▶ **Work to be completed**: Pick out every line in the entries below that contains the word "support", and copy each of those lines in full.

▶ **Materials provided**:
= = =

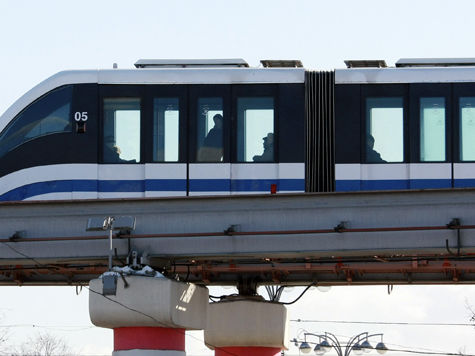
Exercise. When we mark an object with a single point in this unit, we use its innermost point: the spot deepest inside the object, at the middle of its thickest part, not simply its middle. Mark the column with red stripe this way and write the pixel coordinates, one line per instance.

= = =

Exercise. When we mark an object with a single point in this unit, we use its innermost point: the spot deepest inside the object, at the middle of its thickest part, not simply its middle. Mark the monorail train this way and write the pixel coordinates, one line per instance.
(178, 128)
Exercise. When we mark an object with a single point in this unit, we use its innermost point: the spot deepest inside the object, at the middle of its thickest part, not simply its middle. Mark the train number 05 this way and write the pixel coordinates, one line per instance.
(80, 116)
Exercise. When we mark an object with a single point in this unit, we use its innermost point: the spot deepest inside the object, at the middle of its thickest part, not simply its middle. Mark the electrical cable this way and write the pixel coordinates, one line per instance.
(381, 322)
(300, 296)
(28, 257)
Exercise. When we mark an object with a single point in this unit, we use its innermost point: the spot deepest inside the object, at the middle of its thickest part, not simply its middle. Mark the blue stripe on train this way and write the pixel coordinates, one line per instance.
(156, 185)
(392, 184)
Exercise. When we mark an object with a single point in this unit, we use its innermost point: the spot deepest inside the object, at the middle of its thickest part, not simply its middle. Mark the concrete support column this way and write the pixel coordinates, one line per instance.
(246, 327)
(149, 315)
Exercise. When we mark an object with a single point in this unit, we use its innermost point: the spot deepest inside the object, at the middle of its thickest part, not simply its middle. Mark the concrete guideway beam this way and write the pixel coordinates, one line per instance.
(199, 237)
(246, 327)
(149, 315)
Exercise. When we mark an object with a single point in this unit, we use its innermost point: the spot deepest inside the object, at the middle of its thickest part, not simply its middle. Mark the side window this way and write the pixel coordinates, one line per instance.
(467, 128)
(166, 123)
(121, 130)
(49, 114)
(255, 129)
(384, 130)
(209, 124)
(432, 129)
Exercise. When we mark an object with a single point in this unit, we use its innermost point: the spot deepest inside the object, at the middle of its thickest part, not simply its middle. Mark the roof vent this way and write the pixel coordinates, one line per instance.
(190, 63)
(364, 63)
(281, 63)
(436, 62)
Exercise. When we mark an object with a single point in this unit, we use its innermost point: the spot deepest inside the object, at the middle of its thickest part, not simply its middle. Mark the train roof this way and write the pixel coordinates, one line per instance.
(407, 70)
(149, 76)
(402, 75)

= = =

▶ **Exercise output**:
Exercise. When we mark an object with a single point in this unit, we use its innermost point: the spot deepest inside the object, at the middle of its thickest part, not simply its middle. Mark the concrete support column this way and write the pixel coordinates, one line per instance.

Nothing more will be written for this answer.